読解文:
自己整合語の対義語は自己矛盾語(じこむじゅんご、英語: heterological word)であり、それ自体の性質を表さない単語である。例えば、「動詞」という単語はそれ自体は名詞であり動詞ではない。また、「英語」という単語は英語ではない。よって、「動詞」「英語」は自己矛盾語である。
概論
自己言及などと異なり、「自己整合語」と「自己矛盾語」は言語学で扱われることはあまりないが、クルト・グレリングとレオナルド・ネルソンによって導入されたグレリング=ネルソンのパラドックスと呼ばれる意味論上のパラドックスでは重要な概念である[注釈 1]。
またこのパラドックスは学問領域以外でも知られるようになり、広い関心を集め、自己整合語のリストが作られるまでになっている[3]。
自己整合語としてよくあるものは直示的な言葉である。直示的な言葉はある現象を表すためにその現象の例となる言葉を使用しており、必然的に自己整合的となる。例えば、RAS症候群(冗長頭字語症候群)という単語はそれ自体が冗長頭文字語であり、自己整合語である。
ある単語が自己整合的か否かは時代によって変わることがある。例えば「新語」という単語は過去、それ自体が新語であったが今ではそうではなくなっている。

課題 A: 読解文では、グレリング=ネルソンのパラドックスを導入したのは誰だと述べられていますか。
課題 B: 読解文のうち、「自己整合語としてよくあるもの」という語句のある箇所から書き写し始め、「ではそうではなくなっている。」のところで書き写し終えてください。
この後に置かれた一覧は、読解文とは別の資料です。

位置ラベル付けの記録:
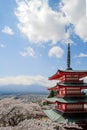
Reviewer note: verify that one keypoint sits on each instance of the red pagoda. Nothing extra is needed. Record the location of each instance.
(70, 101)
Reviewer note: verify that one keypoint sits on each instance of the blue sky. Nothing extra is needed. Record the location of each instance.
(34, 36)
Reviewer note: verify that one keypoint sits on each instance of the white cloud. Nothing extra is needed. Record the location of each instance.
(7, 30)
(2, 45)
(76, 14)
(56, 51)
(26, 80)
(28, 52)
(38, 22)
(82, 55)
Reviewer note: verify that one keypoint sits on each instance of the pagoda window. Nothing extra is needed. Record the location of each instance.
(74, 106)
(73, 88)
(74, 92)
(85, 106)
(63, 106)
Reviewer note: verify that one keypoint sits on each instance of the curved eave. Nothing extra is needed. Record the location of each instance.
(65, 72)
(54, 100)
(54, 88)
(55, 76)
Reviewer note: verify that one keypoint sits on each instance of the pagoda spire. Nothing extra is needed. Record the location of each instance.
(68, 58)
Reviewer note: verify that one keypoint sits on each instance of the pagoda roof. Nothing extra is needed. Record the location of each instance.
(72, 84)
(67, 100)
(68, 85)
(60, 73)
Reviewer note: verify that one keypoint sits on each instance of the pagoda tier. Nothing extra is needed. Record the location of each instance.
(68, 89)
(67, 105)
(69, 101)
(69, 76)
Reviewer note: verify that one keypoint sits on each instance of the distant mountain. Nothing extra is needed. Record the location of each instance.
(22, 89)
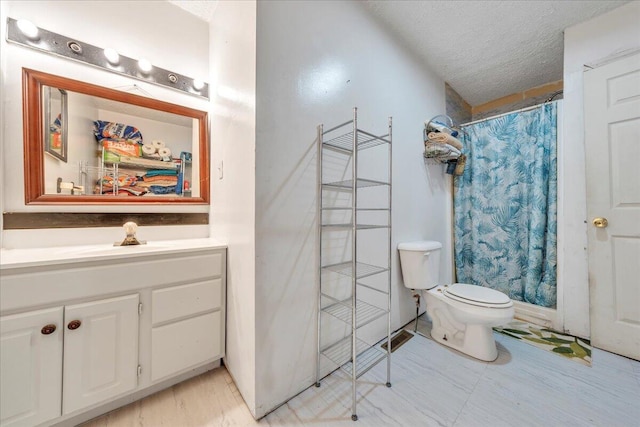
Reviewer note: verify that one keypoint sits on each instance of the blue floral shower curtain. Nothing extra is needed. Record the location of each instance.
(505, 206)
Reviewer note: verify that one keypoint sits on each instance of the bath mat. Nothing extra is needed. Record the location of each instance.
(399, 339)
(573, 348)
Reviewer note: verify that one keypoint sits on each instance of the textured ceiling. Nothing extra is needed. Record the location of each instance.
(487, 49)
(201, 8)
(484, 49)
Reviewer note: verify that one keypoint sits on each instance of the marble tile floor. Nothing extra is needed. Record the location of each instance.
(432, 386)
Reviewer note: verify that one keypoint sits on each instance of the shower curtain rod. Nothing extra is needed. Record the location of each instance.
(533, 107)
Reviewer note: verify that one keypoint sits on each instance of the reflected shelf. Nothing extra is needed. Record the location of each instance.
(348, 184)
(341, 354)
(344, 142)
(365, 313)
(362, 269)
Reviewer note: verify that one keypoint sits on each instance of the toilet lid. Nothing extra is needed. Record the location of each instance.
(477, 295)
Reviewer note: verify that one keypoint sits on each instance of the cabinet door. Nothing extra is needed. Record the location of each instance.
(100, 351)
(30, 367)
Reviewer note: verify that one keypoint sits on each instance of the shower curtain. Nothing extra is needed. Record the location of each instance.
(505, 206)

最終解答 A: クルト・グレリングとレオナルド・ネルソンです。

最終解答 B:
自己整合語としてよくあるものは直示的な言葉である。直示的な言葉はある現象を表すためにその現象の例となる言葉を使用しており、必然的に自己整合的となる。例えば、RAS症候群(冗長頭字語症候群)という単語はそれ自体が冗長頭文字語であり、自己整合語である。
ある単語が自己整合的か否かは時代によって変わることがある。例えば「新語」という単語は過去、それ自体が新語であったが今ではそうではなくなっている。